--- Exercise data ---

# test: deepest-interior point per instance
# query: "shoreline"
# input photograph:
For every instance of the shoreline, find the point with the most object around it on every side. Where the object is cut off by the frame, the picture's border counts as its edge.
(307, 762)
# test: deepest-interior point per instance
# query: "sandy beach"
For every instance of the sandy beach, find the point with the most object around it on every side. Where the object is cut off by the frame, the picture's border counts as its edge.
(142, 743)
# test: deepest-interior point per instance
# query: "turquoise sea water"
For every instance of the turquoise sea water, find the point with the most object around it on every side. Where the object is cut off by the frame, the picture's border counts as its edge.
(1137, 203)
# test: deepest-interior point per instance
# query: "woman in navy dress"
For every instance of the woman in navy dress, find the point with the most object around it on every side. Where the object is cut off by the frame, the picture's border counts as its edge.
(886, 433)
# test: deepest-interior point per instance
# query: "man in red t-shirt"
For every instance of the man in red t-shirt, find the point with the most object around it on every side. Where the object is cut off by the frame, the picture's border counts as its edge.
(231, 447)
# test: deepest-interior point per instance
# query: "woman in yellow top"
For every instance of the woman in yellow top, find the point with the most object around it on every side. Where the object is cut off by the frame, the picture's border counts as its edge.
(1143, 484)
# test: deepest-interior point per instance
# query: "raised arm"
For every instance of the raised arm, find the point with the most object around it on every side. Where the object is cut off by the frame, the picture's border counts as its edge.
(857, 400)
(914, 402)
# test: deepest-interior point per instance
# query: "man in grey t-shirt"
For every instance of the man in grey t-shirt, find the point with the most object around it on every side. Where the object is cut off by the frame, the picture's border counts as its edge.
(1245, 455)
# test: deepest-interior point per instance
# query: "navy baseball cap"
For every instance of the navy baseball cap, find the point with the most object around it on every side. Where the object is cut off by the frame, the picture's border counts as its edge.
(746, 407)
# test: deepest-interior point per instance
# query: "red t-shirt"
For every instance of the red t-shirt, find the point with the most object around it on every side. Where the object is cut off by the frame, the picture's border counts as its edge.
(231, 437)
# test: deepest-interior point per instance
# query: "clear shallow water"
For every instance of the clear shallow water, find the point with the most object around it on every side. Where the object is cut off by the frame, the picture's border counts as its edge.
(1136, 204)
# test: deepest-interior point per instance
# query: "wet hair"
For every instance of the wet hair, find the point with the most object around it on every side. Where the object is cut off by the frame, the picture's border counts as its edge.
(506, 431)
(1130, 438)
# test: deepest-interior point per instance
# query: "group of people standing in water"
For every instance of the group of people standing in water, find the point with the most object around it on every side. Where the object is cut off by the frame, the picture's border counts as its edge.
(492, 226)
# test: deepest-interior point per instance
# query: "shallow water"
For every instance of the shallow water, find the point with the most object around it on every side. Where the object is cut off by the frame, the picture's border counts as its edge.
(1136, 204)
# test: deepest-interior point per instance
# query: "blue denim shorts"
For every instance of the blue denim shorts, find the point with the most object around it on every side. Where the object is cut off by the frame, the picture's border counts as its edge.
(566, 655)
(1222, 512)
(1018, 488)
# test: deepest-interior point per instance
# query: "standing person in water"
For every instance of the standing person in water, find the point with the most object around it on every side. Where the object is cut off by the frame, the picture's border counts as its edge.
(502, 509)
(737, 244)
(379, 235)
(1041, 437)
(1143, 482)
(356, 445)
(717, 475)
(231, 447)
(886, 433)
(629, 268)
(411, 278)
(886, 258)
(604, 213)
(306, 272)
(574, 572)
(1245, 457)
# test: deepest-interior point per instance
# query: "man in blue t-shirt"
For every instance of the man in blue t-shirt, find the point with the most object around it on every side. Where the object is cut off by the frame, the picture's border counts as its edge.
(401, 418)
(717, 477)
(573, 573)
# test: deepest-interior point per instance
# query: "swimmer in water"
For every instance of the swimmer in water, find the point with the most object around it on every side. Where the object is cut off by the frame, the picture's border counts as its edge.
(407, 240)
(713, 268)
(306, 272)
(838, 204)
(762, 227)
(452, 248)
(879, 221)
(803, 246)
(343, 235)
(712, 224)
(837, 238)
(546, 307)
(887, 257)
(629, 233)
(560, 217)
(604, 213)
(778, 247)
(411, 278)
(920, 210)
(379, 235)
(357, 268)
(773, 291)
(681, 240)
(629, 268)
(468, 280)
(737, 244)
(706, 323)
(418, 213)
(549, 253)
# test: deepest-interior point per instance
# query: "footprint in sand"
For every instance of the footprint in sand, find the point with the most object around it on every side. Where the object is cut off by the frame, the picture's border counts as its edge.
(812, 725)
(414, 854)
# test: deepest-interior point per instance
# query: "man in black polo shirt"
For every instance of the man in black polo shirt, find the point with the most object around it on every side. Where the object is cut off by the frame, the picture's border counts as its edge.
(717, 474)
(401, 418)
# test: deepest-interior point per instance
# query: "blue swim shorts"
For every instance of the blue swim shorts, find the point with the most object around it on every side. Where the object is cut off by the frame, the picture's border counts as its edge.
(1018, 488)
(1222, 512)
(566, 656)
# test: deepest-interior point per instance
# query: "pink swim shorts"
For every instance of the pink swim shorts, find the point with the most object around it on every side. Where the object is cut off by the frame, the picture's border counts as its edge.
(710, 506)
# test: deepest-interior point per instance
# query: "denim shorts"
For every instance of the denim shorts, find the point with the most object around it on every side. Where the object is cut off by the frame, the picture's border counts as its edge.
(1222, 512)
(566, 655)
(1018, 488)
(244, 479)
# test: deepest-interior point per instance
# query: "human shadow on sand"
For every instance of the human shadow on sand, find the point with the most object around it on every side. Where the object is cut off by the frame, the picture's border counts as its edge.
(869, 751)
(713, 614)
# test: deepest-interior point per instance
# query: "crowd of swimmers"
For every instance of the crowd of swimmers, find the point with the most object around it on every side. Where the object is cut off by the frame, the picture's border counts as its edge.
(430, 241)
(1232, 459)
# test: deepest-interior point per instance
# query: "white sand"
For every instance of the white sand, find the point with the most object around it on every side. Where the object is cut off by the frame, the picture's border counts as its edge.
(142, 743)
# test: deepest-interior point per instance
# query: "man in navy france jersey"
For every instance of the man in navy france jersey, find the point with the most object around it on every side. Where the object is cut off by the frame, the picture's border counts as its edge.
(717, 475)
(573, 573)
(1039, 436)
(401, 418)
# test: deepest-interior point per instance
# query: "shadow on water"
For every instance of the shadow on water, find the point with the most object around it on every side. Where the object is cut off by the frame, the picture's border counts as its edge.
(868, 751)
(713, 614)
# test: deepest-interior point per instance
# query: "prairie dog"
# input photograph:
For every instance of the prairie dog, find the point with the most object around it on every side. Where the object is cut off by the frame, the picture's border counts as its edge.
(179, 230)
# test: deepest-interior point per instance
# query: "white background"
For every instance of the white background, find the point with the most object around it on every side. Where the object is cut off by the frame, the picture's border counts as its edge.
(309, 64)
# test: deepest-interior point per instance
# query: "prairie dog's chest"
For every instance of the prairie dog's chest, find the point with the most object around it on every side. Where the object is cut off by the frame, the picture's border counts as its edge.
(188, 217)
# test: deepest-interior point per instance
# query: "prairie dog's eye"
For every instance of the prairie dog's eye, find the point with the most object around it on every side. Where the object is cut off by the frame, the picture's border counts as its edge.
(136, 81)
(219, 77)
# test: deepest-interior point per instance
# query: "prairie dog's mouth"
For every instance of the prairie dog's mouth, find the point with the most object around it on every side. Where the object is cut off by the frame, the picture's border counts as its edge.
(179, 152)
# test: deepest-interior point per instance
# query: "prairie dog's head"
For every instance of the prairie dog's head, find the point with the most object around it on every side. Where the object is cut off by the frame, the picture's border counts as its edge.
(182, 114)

---

### [What the exercise asks]
Line by line, print the records above exactly as they stand.

### [Your solution]
# test: deepest-interior point per instance
# query: "shoreline"
# input photograph:
For every instance of the shoreline, find the point with the most object around it on every side. Where the object is cut off by the frame, the picture's border counts as its edge.
(307, 762)
# test: deepest-interior point per instance
# query: "sandy beach"
For every instance of the sandy beach, find the point with the most object around it on every side. Where the object is cut off by the frame, the picture's border counts as its edge.
(142, 743)
# test: deepest-interior point per instance
# query: "turquoise sea water"
For every instance of the turquoise sea water, find the point with the most object around it on every side. Where the object is cut off by the frame, the picture's border counts as its edge.
(1137, 203)
# test: deepest-interior point per instance
# query: "woman in navy dress"
For every instance of the woman in navy dress, find the point with the most object around it on every side. Where the object is cut off by the frame, the picture's border counts as its edge.
(886, 433)
# test: deepest-interior point per instance
# query: "man in red t-shirt"
For every instance of the man in red t-shirt, find the point with the most object around it on every side. Where the object is cut off by the frame, the picture's border counts as its edge.
(231, 447)
# test: deepest-interior point per instance
# query: "woman in yellow top"
For every instance of the woman in yellow top, find the point with the most object around it on every side. Where the object is cut off by the frame, the picture's border counts as its edge.
(1143, 484)
# test: deepest-interior point per instance
# query: "raised arm"
For every instance of the raised arm, find the point with the most object around it on every side. Where the object is cut off by the frame, the picture's border counts as its edge.
(857, 400)
(914, 402)
# test: deepest-interior point per instance
# query: "man in grey t-shirt"
For every instance of the man in grey t-shirt, find the point with the most object around it on every side. Where the object is cut off by the frame, the picture's border counts as its edge.
(1245, 455)
# test: deepest-interior point per instance
# query: "navy baseball cap"
For every instance of the navy baseball cap, find the point with the most object around it on every side. Where the object is cut off by the frame, the picture's border counts as its edge.
(746, 407)
# test: deepest-interior point per instance
# query: "red t-shirt"
For every instance of the red t-shirt, find the point with the most object around it on every side. Where the object is cut off by the frame, the picture's border counts as its edge.
(231, 437)
# test: deepest-interior point per instance
# query: "clear shallow water"
For every instance of the clear shallow water, find the point with the most object around it on every side. Where the object is cut off by the frame, the picture's border counts as its edge.
(1136, 204)
# test: deepest-interior point per instance
# query: "wet hair"
For every instance of the wet hair, find the point with the most object around it on every side. Where the object is cut off by the frame, the picture's border counts as its edge.
(506, 431)
(1130, 438)
# test: deepest-interior point per instance
# query: "group of people standing in water"
For every instance of the group of people standing in water, find the point with the most object around it on every side. Where the object is cut off by the frame, the picture's border counts as its edge.
(492, 226)
# test: deepest-interior point per instance
# query: "shallow water"
For every instance of the shallow water, find the point with the most object around it on every side. Where the object is cut off by the frame, the picture's border counts as its edge.
(1136, 204)
# test: deepest-interior point per instance
# query: "blue denim shorts"
For every instance of the blue denim shorts, find the point with the most object around it on every side. Where the object is cut off by the frame, the picture's border counts as its edge.
(566, 655)
(1222, 512)
(1018, 488)
# test: deepest-interior point per instance
# query: "standing person in water"
For every instance of the standing person in water, find the point with the most object around it on every side. Where the object is cut off by the frame, the picture's border counts as its edge.
(502, 509)
(737, 244)
(379, 235)
(1041, 437)
(1143, 482)
(356, 445)
(717, 475)
(231, 447)
(886, 433)
(629, 268)
(411, 278)
(886, 258)
(604, 213)
(306, 272)
(574, 572)
(1245, 457)
# test: deepest-interior point per instance
# query: "man in blue t-shirt"
For every instance of the man in blue t-shirt, find the point with the most object around it on every side. Where the object is cut off by the frame, the picture's border counts as its edge.
(401, 418)
(717, 477)
(573, 573)
# test: deepest-interior point per instance
# query: "swimmer in water"
For every instance of the swimmer in water, find the point with the most object around it on every side. Where the object is cut off by the frame, the picture's border counts as its edge.
(407, 240)
(713, 268)
(306, 272)
(838, 204)
(762, 227)
(452, 248)
(879, 221)
(803, 246)
(343, 235)
(712, 224)
(837, 238)
(546, 307)
(887, 257)
(629, 233)
(560, 217)
(604, 213)
(778, 247)
(411, 278)
(920, 210)
(379, 235)
(357, 268)
(773, 291)
(681, 240)
(629, 268)
(468, 280)
(737, 244)
(706, 323)
(418, 213)
(549, 253)
# test: deepest-interior point per instance
# query: "footprint in sand"
For every instance of the footprint in sand, find the point with the most object around it on every side. Where the object is cut off by the frame, the picture's border counts as its edge.
(812, 725)
(414, 854)
# test: deepest-interior point per instance
# query: "man in black polo shirt"
For every instance of the man in black polo shirt, find the point with the most object around it on every side. Where the object is cut off by the frame, the picture's border counts as its edge.
(717, 474)
(401, 418)
# test: deepest-interior point per instance
# query: "blue swim shorts"
For every instance of the blue swim shorts, find the point with the most object around it on every side. Where the object is cut off by the frame, the picture's border counts as its edge.
(1018, 488)
(1222, 512)
(566, 656)
# test: deepest-interior point per instance
# query: "pink swim shorts"
For every instance of the pink swim shorts, find the point with the most object around it on every side. Where the object is cut off by the frame, the picture's border counts as its edge.
(710, 506)
# test: deepest-interior point per instance
# query: "denim shorts"
For every instance of the denim shorts, find the point with the most object around it on every side. Where the object is cut off by the frame, the picture's border counts as its edge.
(1222, 512)
(566, 655)
(1018, 488)
(244, 479)
# test: deepest-interior point per instance
# query: "human shadow on sand"
For every instance of the human shadow on sand, find the point with the most object around it on every side. Where the object is cut off by the frame, the picture's border counts as its edge.
(869, 751)
(713, 614)
# test: deepest-interior point per instance
# query: "crowd of swimmers"
For every instance of the crowd of swimmers, find the point with the most object around it on every side. Where the object is cut off by the frame, the picture's border counts as its edge.
(430, 241)
(1232, 459)
# test: deepest-interior point per instance
# query: "white sand"
For every instance of the white sand, find the point with the most object around it on every side. Where the object is cut off by the frame, the picture's border counts as its edge.
(142, 743)
# test: deepest-interior point per instance
# query: "man in navy france jersey"
For every instance of the man in navy france jersey, find the point with the most object around it on every side. Where the object is cut off by the frame, the picture's border counts as its edge.
(717, 475)
(573, 573)
(1039, 436)
(401, 418)
# test: deepest-interior point per instance
# query: "shadow on water"
For every instance of the shadow on water, find the point with the most object around it on every side. Where the object is cut off by the frame, the picture's border counts as its edge.
(868, 751)
(713, 614)
# test: deepest-interior point per instance
# query: "prairie dog"
# input photograph:
For every instance of the prairie dog, find the point with the most object around it on every side. Where the object is cut off by the frame, the picture's border counts as its edge.
(179, 230)
# test: deepest-interior point per instance
# query: "white background"
For every instance of the white background, find the point with the most object around it on every side. Where the object is cut off by the frame, the picture's border counts as its edge.
(309, 64)
# test: deepest-interior point per instance
# query: "prairie dog's chest"
For every instance of the prairie dog's chest, find the point with the most object around it on every side. Where the object is cut off by the frame, the picture's border counts as its edge.
(188, 217)
# test: deepest-interior point per instance
# query: "prairie dog's eye"
For every instance of the prairie dog's eye, find the point with the most object around it on every side. Where the object is cut off by the frame, the picture's border counts as its edge.
(136, 81)
(219, 77)
# test: deepest-interior point per instance
# query: "prairie dog's mouth"
For every instance of the prairie dog's mouth, find the point with the most object around it on every side. Where the object is cut off by the frame, the picture's border counts as its edge.
(179, 152)
# test: deepest-interior point per instance
# query: "prairie dog's head"
For every instance of the prairie dog's head, find the point with the most object around it on every side. Where the object is cut off by the frame, the picture's border counts as its edge.
(182, 114)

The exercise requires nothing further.